TASK TO CARRY OUT: Can you format the lines starting at the one containing "Where can the stone facade" and ending at the one containing "pixel 380 182", both included, as a JSON list of strings with one string per line and blank lines left out?

DATASET ROWS:
— start —

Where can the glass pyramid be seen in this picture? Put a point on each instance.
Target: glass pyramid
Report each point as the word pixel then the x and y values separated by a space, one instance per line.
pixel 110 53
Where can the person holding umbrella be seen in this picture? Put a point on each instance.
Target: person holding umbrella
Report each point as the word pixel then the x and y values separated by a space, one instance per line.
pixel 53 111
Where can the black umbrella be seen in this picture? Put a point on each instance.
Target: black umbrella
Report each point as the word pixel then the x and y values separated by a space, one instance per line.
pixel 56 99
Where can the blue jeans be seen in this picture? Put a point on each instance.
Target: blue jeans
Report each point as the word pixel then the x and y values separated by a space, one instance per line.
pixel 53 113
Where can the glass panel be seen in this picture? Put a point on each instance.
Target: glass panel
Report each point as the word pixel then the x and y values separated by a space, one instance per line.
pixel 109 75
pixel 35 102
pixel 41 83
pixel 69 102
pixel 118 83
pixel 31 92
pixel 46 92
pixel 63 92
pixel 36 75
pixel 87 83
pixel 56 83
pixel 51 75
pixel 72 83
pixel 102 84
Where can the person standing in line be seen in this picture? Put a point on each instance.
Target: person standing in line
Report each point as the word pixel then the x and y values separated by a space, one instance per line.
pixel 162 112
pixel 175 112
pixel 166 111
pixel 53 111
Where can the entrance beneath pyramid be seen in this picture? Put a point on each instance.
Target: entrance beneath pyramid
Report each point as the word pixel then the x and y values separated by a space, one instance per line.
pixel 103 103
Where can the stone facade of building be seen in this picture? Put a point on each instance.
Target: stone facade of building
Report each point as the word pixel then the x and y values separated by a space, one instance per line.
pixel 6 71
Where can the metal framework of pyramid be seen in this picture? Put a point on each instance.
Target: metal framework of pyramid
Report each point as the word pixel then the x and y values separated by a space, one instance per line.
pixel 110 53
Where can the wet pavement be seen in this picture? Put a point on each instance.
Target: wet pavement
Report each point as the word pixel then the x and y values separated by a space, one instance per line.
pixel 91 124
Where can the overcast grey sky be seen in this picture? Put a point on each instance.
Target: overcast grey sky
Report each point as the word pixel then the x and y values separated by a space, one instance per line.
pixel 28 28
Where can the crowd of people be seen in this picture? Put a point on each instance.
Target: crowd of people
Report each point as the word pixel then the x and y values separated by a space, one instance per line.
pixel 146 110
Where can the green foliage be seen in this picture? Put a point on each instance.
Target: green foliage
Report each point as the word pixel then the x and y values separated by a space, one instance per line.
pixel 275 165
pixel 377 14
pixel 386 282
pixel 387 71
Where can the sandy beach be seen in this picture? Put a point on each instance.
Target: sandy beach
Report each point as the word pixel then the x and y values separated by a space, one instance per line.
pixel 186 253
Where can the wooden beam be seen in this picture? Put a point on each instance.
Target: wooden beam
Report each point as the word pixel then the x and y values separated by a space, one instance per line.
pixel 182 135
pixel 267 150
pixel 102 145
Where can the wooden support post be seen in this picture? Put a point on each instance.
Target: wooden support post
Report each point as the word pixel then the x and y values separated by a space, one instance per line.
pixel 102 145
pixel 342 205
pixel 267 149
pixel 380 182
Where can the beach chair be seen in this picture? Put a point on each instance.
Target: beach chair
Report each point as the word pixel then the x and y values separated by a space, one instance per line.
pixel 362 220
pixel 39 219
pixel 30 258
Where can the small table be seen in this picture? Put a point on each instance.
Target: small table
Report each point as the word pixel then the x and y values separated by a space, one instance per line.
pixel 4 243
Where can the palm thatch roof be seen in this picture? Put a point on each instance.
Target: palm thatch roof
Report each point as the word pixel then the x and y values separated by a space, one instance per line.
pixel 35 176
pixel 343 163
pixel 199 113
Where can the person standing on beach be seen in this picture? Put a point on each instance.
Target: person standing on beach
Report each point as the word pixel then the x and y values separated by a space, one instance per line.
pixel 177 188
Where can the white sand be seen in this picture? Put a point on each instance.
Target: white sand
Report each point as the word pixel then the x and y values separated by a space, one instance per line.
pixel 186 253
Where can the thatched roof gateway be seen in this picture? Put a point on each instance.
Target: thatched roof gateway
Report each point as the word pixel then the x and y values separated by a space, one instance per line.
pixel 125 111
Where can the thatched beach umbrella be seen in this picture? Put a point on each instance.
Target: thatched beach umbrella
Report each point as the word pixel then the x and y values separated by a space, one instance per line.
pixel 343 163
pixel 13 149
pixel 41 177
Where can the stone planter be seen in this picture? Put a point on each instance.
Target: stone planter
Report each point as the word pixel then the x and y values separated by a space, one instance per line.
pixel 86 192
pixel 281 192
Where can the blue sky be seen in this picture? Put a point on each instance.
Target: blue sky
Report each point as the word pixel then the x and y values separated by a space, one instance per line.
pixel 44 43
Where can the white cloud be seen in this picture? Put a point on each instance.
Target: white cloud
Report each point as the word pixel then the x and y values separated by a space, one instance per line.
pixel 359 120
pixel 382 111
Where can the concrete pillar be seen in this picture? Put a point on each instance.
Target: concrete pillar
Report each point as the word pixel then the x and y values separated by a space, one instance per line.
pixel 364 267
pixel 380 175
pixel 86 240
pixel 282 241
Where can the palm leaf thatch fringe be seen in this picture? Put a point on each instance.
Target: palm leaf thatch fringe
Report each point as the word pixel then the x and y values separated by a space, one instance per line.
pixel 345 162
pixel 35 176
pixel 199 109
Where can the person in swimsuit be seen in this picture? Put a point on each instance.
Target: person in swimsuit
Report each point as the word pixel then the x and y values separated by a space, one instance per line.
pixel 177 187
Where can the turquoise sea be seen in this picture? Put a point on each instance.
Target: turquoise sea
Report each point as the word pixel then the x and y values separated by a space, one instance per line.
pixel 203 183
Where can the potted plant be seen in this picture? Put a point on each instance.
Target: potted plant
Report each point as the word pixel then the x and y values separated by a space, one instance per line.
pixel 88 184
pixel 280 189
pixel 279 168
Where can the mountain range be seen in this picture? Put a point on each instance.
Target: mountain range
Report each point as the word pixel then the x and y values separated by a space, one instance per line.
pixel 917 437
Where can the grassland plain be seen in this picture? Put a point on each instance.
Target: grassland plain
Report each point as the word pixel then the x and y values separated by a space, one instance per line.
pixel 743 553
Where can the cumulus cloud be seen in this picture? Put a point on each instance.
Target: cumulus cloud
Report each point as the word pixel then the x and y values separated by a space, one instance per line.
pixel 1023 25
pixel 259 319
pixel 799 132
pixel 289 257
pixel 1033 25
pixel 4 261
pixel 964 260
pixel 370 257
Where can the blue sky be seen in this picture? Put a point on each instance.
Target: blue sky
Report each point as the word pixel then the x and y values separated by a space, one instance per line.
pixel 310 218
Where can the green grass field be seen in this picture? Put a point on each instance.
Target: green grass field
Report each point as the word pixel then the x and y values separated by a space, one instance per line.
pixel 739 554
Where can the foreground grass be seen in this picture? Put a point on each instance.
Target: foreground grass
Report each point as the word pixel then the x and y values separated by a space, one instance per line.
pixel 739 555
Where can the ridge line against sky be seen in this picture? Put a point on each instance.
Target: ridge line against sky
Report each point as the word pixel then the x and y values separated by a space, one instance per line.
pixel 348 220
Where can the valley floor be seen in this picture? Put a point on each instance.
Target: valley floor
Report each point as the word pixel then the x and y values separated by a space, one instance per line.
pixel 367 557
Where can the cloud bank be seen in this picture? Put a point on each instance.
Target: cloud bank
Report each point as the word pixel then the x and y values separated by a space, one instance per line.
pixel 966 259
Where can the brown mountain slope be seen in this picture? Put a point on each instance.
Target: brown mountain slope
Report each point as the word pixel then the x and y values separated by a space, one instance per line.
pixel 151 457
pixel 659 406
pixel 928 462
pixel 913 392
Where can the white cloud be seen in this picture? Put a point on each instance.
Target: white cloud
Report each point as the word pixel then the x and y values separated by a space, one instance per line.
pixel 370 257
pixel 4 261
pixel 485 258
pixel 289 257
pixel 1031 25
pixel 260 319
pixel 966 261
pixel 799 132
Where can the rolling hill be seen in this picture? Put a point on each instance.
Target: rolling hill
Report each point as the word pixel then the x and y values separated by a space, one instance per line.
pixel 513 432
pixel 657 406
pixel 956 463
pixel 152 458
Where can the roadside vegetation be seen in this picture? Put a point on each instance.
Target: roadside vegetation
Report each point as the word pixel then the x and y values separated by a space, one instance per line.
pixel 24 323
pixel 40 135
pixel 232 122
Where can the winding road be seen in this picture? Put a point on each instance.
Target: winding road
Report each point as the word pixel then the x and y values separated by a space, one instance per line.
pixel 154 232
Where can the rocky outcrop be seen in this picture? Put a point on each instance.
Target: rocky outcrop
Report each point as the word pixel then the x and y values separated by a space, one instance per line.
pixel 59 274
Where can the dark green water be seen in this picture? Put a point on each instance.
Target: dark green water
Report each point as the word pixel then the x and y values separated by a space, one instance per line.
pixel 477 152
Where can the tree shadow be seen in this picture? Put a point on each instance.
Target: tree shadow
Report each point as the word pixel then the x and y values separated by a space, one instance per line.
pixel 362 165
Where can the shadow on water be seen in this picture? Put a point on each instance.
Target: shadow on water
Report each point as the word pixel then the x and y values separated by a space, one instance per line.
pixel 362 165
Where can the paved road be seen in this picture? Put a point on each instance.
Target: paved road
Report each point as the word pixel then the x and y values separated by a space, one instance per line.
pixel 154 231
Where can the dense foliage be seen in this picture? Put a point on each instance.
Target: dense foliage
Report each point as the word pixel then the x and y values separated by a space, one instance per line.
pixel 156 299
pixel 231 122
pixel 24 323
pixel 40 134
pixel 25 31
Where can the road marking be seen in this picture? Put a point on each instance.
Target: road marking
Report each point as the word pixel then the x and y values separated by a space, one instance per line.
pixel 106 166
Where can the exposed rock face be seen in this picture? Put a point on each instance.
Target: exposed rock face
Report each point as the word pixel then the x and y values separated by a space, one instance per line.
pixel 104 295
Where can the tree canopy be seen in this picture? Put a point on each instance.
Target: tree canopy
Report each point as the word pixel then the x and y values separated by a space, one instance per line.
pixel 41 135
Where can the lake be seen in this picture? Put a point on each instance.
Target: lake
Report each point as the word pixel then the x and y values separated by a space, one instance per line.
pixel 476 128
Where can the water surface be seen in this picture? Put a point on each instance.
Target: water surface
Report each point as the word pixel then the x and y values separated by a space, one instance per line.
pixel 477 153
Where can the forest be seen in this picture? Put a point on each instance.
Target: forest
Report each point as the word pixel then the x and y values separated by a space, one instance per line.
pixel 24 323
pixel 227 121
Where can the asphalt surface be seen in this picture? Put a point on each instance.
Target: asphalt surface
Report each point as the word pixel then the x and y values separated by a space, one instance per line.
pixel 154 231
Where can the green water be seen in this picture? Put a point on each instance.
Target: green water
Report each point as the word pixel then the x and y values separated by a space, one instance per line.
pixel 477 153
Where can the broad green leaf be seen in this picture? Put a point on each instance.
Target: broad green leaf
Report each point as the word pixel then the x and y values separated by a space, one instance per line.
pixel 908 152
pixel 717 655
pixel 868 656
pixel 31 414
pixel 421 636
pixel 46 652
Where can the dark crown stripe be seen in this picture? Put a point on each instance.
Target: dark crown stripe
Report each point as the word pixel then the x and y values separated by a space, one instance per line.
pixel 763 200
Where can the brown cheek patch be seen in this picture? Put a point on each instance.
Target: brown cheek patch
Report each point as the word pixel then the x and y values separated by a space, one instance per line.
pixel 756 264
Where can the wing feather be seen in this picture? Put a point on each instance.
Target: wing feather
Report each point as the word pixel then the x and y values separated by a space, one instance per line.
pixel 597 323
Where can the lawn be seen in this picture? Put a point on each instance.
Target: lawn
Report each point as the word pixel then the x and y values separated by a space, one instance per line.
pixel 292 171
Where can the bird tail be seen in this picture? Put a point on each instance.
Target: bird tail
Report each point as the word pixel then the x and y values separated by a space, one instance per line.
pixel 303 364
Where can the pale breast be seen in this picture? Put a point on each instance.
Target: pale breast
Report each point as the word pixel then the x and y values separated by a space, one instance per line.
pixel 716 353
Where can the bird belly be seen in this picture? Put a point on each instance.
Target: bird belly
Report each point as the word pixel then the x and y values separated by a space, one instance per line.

— end —

COMPLETED TASK:
[
  "Where can the stone facade of building be seen in this picture? Put a point on each instance.",
  "Target: stone facade of building",
  "Report each point as the word pixel then the x and y values separated by a space, one instance per line.",
  "pixel 6 71",
  "Where can the metal framework of pyramid be seen in this picture? Put a point on each instance.",
  "Target: metal framework of pyramid",
  "Report each point as the word pixel then the x and y values separated by a space, one instance per line.",
  "pixel 110 53",
  "Where can the wet pavement be seen in this picture? Put a point on each instance.",
  "Target: wet pavement",
  "Report each point as the word pixel then the x and y values separated by a space, one instance per line.",
  "pixel 91 124",
  "Where can the overcast grey sky be seen in this picture? Put a point on each instance.",
  "Target: overcast grey sky",
  "Report each point as the word pixel then the x and y values separated by a space, one instance per line.",
  "pixel 28 28",
  "Where can the crowd of people be seen in this picture? Put a point on each instance.",
  "Target: crowd of people",
  "Report each point as the word pixel then the x and y values separated by a space, one instance per line.",
  "pixel 146 110",
  "Where can the green foliage be seen in this picture? Put a point on each instance.",
  "Target: green foliage",
  "Report each point as the word pixel then the x and y values separated by a space, one instance per line.",
  "pixel 275 165",
  "pixel 377 14",
  "pixel 386 282",
  "pixel 387 71",
  "Where can the sandy beach be seen in this picture? Put a point on each instance.",
  "Target: sandy beach",
  "Report each point as the word pixel then the x and y values separated by a space, one instance per line.",
  "pixel 186 253",
  "Where can the wooden beam be seen in this picture? Put a point on each instance.",
  "Target: wooden beam",
  "Report each point as the word pixel then the x and y values separated by a space, one instance per line.",
  "pixel 182 135",
  "pixel 267 150",
  "pixel 102 145",
  "Where can the wooden support post be seen in this picture? Put a point on each instance.",
  "Target: wooden support post",
  "Report each point as the word pixel then the x and y values separated by a space, one instance per line.",
  "pixel 102 145",
  "pixel 342 205",
  "pixel 267 149",
  "pixel 380 182"
]